Do this.
Copy the records from the line with "point: yellow sash" through the end of the records, swapping "silver necklace" for "beaded necklace" and leaving everything else unchanged.

The input.
====================
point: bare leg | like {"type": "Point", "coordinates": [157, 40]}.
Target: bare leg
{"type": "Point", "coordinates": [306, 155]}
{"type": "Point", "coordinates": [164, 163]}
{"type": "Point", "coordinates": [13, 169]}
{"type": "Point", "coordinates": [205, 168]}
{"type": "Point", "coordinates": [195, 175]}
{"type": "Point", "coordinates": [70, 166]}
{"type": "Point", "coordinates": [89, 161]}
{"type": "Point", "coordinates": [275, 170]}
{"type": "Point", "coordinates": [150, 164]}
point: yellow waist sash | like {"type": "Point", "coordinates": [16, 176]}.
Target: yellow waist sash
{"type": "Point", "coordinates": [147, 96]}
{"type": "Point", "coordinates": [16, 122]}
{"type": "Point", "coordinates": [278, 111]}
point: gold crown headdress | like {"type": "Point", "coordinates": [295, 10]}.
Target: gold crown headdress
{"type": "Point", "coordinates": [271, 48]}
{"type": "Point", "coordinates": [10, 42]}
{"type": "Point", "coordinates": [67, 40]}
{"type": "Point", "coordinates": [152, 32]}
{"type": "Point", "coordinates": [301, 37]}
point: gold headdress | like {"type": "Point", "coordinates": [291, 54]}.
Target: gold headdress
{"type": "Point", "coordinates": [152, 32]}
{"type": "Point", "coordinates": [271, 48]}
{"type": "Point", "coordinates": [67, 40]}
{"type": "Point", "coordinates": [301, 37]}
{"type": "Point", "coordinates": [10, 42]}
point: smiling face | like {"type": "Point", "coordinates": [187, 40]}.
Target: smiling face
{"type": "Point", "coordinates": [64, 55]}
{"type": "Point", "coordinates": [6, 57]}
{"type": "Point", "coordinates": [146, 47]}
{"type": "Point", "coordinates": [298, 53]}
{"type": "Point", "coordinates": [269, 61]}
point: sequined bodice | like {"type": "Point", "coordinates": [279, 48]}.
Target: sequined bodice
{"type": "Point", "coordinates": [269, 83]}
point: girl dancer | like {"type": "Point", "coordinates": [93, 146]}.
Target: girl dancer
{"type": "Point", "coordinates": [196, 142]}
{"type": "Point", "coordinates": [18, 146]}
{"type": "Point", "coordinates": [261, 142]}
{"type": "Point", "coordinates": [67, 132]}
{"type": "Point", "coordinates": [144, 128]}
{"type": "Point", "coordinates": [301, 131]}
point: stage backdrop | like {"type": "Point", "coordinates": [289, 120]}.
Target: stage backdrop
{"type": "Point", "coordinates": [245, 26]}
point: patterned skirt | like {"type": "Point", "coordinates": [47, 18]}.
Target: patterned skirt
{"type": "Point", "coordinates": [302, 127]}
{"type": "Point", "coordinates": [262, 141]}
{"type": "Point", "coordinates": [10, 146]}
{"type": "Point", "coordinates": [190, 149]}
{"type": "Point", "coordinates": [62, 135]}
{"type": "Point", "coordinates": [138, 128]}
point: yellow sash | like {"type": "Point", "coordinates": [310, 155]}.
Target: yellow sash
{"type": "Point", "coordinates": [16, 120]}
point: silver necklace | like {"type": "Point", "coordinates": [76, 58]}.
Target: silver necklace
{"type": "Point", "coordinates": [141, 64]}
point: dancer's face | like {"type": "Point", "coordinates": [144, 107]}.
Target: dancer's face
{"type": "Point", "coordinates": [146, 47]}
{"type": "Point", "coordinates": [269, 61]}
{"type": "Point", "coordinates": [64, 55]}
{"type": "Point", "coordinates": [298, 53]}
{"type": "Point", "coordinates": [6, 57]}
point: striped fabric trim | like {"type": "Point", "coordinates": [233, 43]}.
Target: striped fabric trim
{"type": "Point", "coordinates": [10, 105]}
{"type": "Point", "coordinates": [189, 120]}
====================
The reply.
point: yellow sash | like {"type": "Point", "coordinates": [310, 155]}.
Target: yellow sash
{"type": "Point", "coordinates": [16, 120]}
point: beaded necklace | like {"type": "Point", "coordinates": [76, 58]}.
Target: beaded necklace
{"type": "Point", "coordinates": [141, 64]}
point: dancer's face | like {"type": "Point", "coordinates": [144, 107]}.
Target: dancer's face
{"type": "Point", "coordinates": [146, 47]}
{"type": "Point", "coordinates": [269, 61]}
{"type": "Point", "coordinates": [64, 55]}
{"type": "Point", "coordinates": [298, 53]}
{"type": "Point", "coordinates": [6, 57]}
point: striped fabric trim | like {"type": "Point", "coordinates": [233, 43]}.
Target: striped fabric trim
{"type": "Point", "coordinates": [10, 105]}
{"type": "Point", "coordinates": [189, 120]}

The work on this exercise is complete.